What you have to do:
Each line in the entries below that holds the string "plank" is to be listed.

Information provided:
---------------

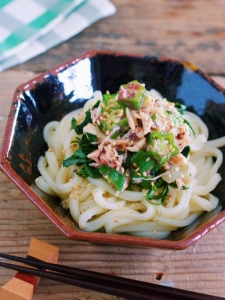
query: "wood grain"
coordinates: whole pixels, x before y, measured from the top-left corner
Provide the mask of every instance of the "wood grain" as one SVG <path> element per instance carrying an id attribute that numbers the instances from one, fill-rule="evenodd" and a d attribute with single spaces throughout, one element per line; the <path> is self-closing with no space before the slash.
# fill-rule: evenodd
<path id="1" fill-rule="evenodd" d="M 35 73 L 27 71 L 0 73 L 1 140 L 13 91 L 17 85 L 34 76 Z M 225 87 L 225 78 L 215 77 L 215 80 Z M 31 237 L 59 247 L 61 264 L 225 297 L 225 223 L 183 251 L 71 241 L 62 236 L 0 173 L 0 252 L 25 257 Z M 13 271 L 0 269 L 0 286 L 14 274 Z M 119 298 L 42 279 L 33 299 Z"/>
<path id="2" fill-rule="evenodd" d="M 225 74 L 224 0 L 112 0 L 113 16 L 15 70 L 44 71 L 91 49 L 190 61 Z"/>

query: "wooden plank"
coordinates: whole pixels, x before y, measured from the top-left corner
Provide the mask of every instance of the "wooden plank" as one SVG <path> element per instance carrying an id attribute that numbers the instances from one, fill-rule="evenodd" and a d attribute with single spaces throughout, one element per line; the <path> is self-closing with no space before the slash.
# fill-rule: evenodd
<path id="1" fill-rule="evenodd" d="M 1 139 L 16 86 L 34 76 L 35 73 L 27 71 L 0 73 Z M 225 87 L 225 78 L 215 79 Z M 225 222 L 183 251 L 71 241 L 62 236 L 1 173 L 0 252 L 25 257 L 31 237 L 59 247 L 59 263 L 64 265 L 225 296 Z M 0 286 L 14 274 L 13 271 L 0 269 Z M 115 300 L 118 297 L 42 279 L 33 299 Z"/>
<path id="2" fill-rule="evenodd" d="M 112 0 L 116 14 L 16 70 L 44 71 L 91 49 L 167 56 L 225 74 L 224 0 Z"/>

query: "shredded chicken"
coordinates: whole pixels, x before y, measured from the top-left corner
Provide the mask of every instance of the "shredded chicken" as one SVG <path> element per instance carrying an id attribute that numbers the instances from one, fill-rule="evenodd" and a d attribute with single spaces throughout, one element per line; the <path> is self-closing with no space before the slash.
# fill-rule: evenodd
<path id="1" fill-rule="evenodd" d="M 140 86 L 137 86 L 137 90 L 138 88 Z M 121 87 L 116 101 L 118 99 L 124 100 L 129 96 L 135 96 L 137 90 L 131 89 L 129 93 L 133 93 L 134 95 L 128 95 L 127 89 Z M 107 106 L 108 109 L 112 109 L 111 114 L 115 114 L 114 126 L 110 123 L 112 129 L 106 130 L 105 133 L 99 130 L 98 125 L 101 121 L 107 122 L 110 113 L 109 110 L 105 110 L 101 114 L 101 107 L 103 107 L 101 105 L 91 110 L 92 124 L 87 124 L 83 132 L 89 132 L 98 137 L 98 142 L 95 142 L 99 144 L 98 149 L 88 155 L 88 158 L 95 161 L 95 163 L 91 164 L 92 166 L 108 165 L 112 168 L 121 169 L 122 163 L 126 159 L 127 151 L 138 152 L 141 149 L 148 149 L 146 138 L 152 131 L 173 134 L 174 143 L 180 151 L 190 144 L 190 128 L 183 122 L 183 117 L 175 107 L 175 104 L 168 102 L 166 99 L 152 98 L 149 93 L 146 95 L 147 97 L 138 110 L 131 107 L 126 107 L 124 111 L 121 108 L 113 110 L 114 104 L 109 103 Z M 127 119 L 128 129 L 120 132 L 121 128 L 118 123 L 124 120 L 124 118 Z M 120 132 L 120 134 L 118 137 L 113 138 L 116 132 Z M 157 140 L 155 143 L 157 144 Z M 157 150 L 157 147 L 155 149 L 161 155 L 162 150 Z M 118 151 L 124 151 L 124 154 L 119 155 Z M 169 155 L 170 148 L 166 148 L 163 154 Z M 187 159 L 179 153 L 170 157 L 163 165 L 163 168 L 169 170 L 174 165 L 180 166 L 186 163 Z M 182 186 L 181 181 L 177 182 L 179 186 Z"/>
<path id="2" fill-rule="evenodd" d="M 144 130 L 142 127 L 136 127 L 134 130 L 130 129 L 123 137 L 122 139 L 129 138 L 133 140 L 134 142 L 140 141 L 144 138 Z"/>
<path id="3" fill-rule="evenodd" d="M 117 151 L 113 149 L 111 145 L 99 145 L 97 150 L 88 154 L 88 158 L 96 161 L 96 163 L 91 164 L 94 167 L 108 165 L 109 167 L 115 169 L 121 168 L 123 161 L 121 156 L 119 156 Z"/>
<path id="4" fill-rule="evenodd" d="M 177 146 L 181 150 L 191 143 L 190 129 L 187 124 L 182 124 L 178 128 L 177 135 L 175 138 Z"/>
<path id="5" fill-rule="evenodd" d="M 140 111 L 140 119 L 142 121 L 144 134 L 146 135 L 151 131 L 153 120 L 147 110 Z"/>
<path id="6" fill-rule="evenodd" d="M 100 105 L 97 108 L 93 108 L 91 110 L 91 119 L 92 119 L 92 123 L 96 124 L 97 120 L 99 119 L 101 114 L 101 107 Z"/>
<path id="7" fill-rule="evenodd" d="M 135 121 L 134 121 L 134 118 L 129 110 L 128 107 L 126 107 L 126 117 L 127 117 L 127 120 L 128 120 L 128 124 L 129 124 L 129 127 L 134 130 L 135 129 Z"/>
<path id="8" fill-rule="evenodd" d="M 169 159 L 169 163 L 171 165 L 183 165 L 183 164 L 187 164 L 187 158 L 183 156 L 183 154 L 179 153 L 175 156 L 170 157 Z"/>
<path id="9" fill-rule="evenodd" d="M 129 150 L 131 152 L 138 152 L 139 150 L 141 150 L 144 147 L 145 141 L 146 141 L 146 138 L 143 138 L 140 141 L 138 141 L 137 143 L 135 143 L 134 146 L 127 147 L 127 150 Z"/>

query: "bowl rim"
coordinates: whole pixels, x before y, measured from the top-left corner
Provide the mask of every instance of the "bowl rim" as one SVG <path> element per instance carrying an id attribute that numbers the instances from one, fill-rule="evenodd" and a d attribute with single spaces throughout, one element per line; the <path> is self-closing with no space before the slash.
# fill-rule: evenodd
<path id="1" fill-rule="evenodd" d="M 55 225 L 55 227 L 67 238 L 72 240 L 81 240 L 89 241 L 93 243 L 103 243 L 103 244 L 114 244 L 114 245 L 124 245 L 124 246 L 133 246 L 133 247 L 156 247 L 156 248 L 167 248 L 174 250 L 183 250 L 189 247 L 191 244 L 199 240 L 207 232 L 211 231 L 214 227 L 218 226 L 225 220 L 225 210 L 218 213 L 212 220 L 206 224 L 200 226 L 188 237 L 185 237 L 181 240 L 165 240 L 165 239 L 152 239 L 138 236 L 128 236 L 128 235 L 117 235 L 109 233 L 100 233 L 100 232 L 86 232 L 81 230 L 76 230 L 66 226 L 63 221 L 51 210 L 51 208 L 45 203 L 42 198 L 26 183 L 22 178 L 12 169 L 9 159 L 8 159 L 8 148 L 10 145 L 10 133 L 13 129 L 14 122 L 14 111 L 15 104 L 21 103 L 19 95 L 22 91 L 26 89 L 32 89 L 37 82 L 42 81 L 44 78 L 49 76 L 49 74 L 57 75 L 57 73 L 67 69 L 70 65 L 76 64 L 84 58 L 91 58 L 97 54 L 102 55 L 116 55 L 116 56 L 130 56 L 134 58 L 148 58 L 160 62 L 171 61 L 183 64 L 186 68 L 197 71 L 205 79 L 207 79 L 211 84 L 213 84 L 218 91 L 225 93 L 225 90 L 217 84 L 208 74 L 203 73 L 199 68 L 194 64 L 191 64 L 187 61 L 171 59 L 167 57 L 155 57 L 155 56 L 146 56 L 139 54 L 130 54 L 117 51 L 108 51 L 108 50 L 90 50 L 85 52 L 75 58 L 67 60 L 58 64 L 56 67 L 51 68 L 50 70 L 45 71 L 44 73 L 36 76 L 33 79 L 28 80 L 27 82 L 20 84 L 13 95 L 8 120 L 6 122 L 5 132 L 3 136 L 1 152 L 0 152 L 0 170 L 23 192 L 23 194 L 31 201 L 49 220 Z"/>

---------------

Written answer:
query: "wooden plank"
Provide the mask of every instance of the "wooden plank" as one SVG <path> element per instance carrying an id attribute that numbers the instances from one, fill-rule="evenodd" and a d attribute with single spaces throughout, one element per line; the <path> is self-closing with no space before the slash.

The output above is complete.